A Volunteer's look at COVID-19
Vital to sport and recreation in Victoria, volunteers fill 980,000 positions across 16,000 sporting clubs, helping to facilitate participation of over 3.2 million people. COVID-19 has severely affected this sector but the dedication and passion shown by volunteers like Maree Fellows is indicative of what will be required to help Victoria recover from the pandemic.
A volunteer at Dandenong Ranges Horse and Pony Club and Pony Club Victoria, Maree’s connection to horses traverses three generations. Her earliest childhood memories are of her father offering local children rides around the streets of Box Hill North in his jinker (a cart used to transport logs), pulled by a golden-coloured pony named Charlie.
Years later, Maree’s daughter was gifted her first palomino horse named Star by her grandmother and after she began to learn to ride and compete, Maree and her daughter relocated to a ten-acre property which was only a five-minute walk from the Dandenong Ranges Horse and Pony Club.
Image courtesy of Maree Fellows.
“My daughter is now one of the senior riders in our club, competing at the highest pony club level in eventing and she assists with coaching other riders and teaching lessons at our pony club rally,” Maree said. “I have held various roles on the committee as well so our commitment goes deeper than just a membership to ride.”
Maree’s committee roles include General Committee Member, Assistant District Commissioner, Club Secretary as well as being one of the delegates that represents her club at zone meetings.
“Volunteering is a true way to learn a lot about a sporting organisation,” Maree said. “Over the past few years I have also worked on the organising committee and coordinated the office function for the Annual Horse Trials event in our zone which is separate to club competitions. Volunteers from the 15 clubs within our zone assist at this event - a team of people volunteering their time outside of regular local pony club commitments.
“Like many sporting associations, Dandenong Ranges Horse and Pony Club is dependent on volunteers to carry out the functions of running the club, assisting with fund raising as well as coordinating competitions, clinics and training programs. You do not need to be a rider to enjoy pony club. I have found so much enjoyment in helping others and shaping the way our club will look in the future while also gaining life-long friends.”

# LISTED RECORDS

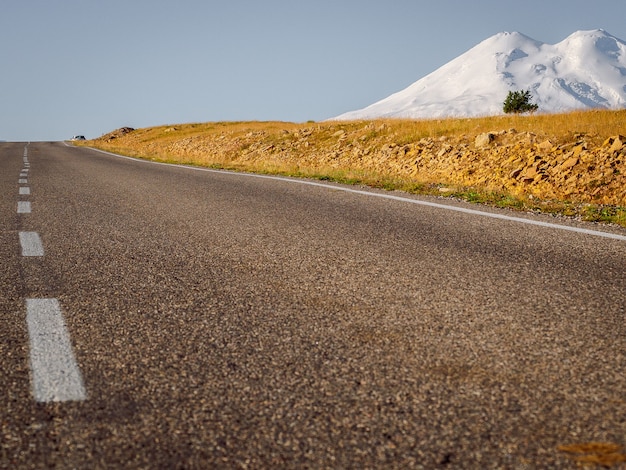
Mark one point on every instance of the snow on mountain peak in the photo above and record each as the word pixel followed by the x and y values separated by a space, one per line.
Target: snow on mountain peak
pixel 585 70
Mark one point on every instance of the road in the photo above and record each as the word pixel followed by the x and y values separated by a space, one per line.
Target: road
pixel 203 319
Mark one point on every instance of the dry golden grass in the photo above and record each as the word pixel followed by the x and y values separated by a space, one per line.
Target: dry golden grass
pixel 363 152
pixel 606 455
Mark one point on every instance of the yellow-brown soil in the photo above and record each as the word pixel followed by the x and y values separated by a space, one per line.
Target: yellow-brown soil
pixel 576 158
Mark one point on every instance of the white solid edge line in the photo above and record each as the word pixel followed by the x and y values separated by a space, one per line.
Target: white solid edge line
pixel 492 215
pixel 54 373
pixel 31 244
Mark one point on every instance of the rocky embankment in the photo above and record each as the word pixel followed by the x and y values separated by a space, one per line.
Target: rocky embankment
pixel 577 169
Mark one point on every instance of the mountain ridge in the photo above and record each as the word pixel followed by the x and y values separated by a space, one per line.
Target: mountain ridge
pixel 586 70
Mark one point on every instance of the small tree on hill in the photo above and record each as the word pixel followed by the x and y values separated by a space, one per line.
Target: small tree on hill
pixel 519 102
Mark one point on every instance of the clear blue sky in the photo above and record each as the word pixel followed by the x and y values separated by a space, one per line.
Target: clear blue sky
pixel 90 66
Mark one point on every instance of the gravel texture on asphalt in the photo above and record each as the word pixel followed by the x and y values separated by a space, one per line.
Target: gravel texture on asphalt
pixel 223 321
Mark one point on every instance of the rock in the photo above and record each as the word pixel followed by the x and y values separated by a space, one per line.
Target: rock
pixel 545 145
pixel 483 140
pixel 618 143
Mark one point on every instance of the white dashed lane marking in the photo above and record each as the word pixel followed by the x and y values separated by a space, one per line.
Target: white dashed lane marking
pixel 54 373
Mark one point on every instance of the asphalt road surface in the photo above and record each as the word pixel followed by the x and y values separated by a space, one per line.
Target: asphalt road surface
pixel 155 316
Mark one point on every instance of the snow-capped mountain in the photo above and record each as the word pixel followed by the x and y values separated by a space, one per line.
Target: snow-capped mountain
pixel 586 70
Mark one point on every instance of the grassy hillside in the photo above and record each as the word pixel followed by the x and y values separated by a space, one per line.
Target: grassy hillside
pixel 572 164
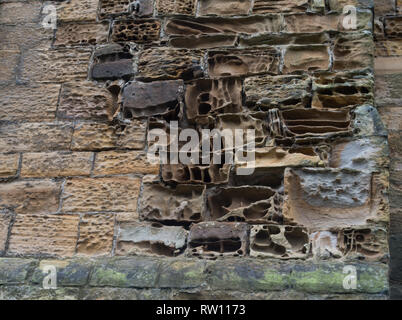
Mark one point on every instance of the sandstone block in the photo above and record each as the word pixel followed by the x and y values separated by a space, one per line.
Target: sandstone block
pixel 117 194
pixel 14 270
pixel 9 165
pixel 277 91
pixel 20 12
pixel 139 31
pixel 243 62
pixel 85 100
pixel 35 137
pixel 122 162
pixel 8 65
pixel 353 51
pixel 215 25
pixel 162 203
pixel 306 58
pixel 151 99
pixel 56 164
pixel 226 7
pixel 150 239
pixel 168 7
pixel 5 219
pixel 55 65
pixel 168 64
pixel 44 234
pixel 69 34
pixel 40 196
pixel 275 6
pixel 139 272
pixel 78 10
pixel 96 234
pixel 101 136
pixel 41 107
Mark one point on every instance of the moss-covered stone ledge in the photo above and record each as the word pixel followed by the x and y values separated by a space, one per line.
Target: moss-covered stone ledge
pixel 156 278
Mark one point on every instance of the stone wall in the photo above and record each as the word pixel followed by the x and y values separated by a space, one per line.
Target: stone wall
pixel 77 192
pixel 388 73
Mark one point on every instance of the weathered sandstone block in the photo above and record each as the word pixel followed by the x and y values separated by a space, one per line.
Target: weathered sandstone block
pixel 101 136
pixel 150 239
pixel 96 234
pixel 55 65
pixel 44 234
pixel 170 7
pixel 69 34
pixel 151 99
pixel 139 31
pixel 243 62
pixel 337 90
pixel 163 203
pixel 8 64
pixel 275 6
pixel 41 107
pixel 121 162
pixel 116 194
pixel 353 51
pixel 322 198
pixel 208 97
pixel 244 25
pixel 224 7
pixel 5 219
pixel 253 204
pixel 77 10
pixel 306 58
pixel 56 164
pixel 27 197
pixel 277 91
pixel 167 64
pixel 112 61
pixel 218 239
pixel 9 165
pixel 275 241
pixel 85 100
pixel 35 137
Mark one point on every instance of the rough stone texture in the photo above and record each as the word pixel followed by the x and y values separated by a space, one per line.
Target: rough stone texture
pixel 56 65
pixel 115 162
pixel 28 197
pixel 76 104
pixel 44 234
pixel 70 34
pixel 311 58
pixel 150 239
pixel 35 137
pixel 167 64
pixel 9 165
pixel 5 219
pixel 113 194
pixel 84 100
pixel 101 136
pixel 8 64
pixel 56 164
pixel 78 10
pixel 96 234
pixel 41 107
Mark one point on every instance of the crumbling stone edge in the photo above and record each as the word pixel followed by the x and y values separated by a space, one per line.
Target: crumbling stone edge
pixel 142 278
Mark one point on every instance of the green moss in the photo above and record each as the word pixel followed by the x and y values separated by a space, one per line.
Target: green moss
pixel 110 277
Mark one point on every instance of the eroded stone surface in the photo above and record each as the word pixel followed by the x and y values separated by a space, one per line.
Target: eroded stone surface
pixel 56 164
pixel 114 194
pixel 150 239
pixel 27 197
pixel 96 234
pixel 44 234
pixel 163 203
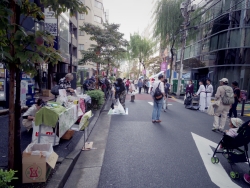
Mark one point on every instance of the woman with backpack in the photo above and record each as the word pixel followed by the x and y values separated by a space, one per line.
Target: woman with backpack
pixel 158 94
pixel 225 96
pixel 202 93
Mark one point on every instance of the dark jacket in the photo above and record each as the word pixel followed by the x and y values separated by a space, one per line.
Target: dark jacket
pixel 190 89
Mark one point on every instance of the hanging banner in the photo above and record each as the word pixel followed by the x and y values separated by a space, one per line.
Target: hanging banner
pixel 164 66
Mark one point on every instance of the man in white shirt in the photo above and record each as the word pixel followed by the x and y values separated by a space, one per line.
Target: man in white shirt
pixel 158 102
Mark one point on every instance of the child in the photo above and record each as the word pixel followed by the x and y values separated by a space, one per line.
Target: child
pixel 234 125
pixel 30 114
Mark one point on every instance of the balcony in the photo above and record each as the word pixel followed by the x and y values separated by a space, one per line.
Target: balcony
pixel 74 61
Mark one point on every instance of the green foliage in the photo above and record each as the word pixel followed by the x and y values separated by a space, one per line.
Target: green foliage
pixel 97 95
pixel 109 45
pixel 60 6
pixel 168 21
pixel 6 177
pixel 140 47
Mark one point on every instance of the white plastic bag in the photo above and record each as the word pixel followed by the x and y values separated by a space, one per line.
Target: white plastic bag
pixel 44 139
pixel 39 149
pixel 210 110
pixel 118 108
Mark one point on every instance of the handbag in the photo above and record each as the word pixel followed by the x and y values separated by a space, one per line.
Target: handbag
pixel 55 90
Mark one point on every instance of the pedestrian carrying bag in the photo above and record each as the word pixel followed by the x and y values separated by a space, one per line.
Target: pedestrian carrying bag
pixel 158 94
pixel 55 90
pixel 228 98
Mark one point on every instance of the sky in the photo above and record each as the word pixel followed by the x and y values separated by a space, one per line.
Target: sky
pixel 132 15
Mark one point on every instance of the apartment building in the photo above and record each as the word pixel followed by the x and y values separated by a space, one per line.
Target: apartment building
pixel 97 16
pixel 221 42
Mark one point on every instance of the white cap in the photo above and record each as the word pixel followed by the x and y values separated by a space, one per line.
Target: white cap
pixel 224 80
pixel 237 122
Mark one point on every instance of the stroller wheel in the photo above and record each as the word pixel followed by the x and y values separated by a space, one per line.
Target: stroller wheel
pixel 234 175
pixel 215 160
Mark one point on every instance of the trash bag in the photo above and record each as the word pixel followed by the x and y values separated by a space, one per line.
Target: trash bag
pixel 118 108
pixel 210 110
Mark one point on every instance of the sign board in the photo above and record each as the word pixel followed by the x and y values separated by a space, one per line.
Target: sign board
pixel 164 66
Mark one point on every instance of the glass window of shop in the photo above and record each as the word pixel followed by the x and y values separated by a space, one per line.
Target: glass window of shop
pixel 82 16
pixel 98 19
pixel 98 5
pixel 64 47
pixel 63 29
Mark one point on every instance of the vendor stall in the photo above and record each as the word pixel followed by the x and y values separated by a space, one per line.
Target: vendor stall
pixel 58 118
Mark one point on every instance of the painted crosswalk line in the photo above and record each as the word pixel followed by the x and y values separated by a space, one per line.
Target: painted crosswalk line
pixel 217 173
pixel 151 103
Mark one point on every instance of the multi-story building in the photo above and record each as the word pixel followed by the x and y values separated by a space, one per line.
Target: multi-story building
pixel 221 45
pixel 96 16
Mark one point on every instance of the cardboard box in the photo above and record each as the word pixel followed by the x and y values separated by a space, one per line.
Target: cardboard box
pixel 36 168
pixel 47 93
pixel 68 135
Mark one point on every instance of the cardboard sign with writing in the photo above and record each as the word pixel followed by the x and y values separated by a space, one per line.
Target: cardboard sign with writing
pixel 37 168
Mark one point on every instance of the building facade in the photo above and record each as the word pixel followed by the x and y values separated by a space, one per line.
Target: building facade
pixel 221 44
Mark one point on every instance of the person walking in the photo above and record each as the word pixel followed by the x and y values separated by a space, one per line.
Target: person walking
pixel 127 84
pixel 233 109
pixel 120 92
pixel 222 91
pixel 189 89
pixel 132 89
pixel 202 94
pixel 158 94
pixel 140 85
pixel 209 92
pixel 147 86
pixel 136 84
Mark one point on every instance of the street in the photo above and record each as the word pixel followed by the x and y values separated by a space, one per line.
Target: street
pixel 142 154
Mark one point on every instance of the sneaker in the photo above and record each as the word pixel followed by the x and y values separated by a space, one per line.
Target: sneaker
pixel 247 178
pixel 214 129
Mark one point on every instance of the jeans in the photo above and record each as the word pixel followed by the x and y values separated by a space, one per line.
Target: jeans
pixel 157 109
pixel 139 90
pixel 233 109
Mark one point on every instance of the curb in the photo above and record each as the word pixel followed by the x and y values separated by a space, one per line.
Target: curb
pixel 63 172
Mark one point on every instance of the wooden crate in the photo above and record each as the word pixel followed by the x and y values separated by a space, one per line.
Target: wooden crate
pixel 47 93
pixel 68 135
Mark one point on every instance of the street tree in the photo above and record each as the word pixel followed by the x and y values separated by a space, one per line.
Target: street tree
pixel 20 50
pixel 108 46
pixel 168 21
pixel 140 48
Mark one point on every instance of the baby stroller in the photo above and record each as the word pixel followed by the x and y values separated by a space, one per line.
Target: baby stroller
pixel 232 151
pixel 192 102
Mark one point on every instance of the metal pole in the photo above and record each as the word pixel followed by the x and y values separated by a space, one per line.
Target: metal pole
pixel 186 16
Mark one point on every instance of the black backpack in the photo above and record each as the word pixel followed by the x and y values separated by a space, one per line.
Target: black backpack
pixel 158 94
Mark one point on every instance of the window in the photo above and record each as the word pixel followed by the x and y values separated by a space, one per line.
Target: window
pixel 82 16
pixel 98 4
pixel 81 33
pixel 98 19
pixel 81 47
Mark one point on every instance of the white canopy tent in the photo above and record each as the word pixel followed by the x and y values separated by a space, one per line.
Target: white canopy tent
pixel 156 75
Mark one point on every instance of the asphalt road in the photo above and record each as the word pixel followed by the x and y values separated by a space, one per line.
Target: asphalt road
pixel 142 154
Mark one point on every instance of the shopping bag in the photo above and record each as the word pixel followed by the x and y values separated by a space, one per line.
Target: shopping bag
pixel 118 108
pixel 210 110
pixel 44 139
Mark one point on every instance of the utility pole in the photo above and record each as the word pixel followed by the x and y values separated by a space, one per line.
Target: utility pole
pixel 185 13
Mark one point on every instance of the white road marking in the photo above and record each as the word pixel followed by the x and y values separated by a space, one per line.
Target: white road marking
pixel 216 172
pixel 151 103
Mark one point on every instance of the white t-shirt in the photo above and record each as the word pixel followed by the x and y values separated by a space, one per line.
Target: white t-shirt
pixel 161 86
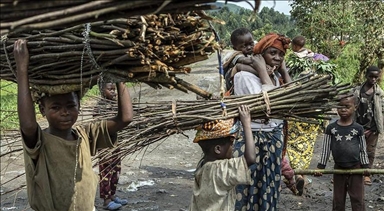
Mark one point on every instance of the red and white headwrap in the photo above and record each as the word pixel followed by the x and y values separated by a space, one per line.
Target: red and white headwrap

# WORK ITEM
Can you write out, word for word, the part of the volunteer article above that begins at the words "A volunteer at" and stops after "pony named Charlie."?

# TASK OUTPUT
A volunteer at Dandenong Ranges Horse and Pony Club and Pony Club Victoria, Maree’s connection to horses traverses three generations. Her earliest childhood memories are of her father offering local children rides around the streets of Box Hill North in his jinker (a cart used to transport logs), pulled by a golden-coloured pony named Charlie.